▶ Rows:
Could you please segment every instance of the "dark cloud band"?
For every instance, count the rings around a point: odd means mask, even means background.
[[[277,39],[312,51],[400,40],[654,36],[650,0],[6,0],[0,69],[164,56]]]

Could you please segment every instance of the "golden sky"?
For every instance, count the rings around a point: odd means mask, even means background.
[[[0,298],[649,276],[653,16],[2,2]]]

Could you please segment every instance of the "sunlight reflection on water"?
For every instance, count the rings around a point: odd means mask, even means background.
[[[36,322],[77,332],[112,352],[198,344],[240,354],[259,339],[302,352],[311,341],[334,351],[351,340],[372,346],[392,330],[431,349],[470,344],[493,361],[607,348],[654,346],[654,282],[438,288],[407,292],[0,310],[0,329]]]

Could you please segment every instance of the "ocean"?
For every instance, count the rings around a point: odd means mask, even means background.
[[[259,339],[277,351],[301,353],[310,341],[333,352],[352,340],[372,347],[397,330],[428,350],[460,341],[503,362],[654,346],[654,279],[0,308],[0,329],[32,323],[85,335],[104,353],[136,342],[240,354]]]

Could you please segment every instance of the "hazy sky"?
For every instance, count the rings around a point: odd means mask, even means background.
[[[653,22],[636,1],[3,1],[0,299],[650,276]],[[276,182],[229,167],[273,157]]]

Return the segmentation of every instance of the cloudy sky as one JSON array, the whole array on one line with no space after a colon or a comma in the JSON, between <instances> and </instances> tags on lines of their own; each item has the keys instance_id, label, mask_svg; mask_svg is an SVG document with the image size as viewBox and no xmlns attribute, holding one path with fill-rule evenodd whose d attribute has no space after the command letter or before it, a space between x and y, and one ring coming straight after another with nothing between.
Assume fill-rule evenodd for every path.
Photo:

* * *

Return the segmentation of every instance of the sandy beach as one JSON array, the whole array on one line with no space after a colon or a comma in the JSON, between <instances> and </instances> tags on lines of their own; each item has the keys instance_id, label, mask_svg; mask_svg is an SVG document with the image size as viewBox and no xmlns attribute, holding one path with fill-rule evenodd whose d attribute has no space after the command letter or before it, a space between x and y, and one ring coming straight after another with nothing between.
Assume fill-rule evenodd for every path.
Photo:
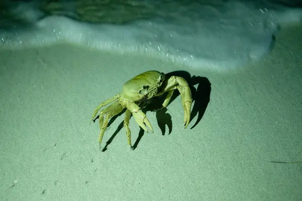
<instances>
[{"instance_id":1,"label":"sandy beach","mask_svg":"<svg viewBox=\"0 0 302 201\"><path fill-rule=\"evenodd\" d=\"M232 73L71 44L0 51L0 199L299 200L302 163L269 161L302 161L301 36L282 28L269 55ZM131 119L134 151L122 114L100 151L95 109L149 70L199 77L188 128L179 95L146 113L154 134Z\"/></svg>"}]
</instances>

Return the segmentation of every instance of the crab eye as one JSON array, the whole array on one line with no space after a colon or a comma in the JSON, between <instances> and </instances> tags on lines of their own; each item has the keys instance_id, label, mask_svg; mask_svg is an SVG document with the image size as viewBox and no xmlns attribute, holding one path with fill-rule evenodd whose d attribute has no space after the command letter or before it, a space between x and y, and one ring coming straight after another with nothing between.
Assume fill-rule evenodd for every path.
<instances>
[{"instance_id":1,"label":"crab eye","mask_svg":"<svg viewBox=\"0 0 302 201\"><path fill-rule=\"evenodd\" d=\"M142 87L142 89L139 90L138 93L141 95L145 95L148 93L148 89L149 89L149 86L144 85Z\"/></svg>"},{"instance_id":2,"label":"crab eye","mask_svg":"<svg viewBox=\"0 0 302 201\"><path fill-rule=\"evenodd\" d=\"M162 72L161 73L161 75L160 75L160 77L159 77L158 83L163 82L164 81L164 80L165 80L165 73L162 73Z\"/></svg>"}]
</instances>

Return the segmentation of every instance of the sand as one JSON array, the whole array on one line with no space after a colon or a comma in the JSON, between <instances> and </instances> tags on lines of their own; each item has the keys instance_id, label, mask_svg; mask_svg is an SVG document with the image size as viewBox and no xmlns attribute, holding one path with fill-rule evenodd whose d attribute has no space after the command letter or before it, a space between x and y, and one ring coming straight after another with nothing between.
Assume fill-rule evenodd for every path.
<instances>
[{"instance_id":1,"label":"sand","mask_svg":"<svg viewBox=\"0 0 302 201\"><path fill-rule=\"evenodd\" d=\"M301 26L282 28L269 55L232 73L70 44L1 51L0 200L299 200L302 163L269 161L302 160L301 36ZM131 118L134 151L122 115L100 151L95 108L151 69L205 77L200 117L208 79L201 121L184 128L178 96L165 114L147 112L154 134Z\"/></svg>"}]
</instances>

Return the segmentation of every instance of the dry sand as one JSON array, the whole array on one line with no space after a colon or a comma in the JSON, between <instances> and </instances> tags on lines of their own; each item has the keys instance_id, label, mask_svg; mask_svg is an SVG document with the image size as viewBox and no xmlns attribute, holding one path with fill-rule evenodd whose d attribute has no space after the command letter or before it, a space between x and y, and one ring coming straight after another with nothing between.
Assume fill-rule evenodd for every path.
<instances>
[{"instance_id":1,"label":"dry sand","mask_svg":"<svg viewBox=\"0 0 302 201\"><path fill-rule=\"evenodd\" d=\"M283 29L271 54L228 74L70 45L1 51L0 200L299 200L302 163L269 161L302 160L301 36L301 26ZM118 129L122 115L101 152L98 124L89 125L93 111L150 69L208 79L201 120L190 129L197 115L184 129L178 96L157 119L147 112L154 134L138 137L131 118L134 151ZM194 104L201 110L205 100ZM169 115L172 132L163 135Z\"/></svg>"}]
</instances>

* * *

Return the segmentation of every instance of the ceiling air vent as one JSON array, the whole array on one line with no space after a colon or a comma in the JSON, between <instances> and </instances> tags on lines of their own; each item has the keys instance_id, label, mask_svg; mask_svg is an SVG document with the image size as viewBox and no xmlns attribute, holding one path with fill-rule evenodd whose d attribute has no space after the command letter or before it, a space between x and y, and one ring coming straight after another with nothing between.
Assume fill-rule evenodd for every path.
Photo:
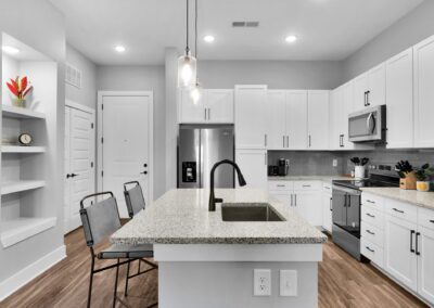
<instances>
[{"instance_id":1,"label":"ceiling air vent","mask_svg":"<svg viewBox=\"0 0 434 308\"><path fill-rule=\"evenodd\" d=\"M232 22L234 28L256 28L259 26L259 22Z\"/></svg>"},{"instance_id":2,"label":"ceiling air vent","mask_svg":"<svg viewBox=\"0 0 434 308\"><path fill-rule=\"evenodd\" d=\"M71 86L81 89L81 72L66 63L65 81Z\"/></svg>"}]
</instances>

▶ Task to complete: Pull out every line from the rows above that contains the word "please", and copy each one in full.

▶ Correct response:
Could you please segment every instance of the "dark cloud band"?
Could you please segment every instance of the "golden sky"?
Could you please segment every instance of the "sunlight reflection on water"?
Could you please segment every instance of the "ocean"?
Could you please segment every instance of the "hazy sky"?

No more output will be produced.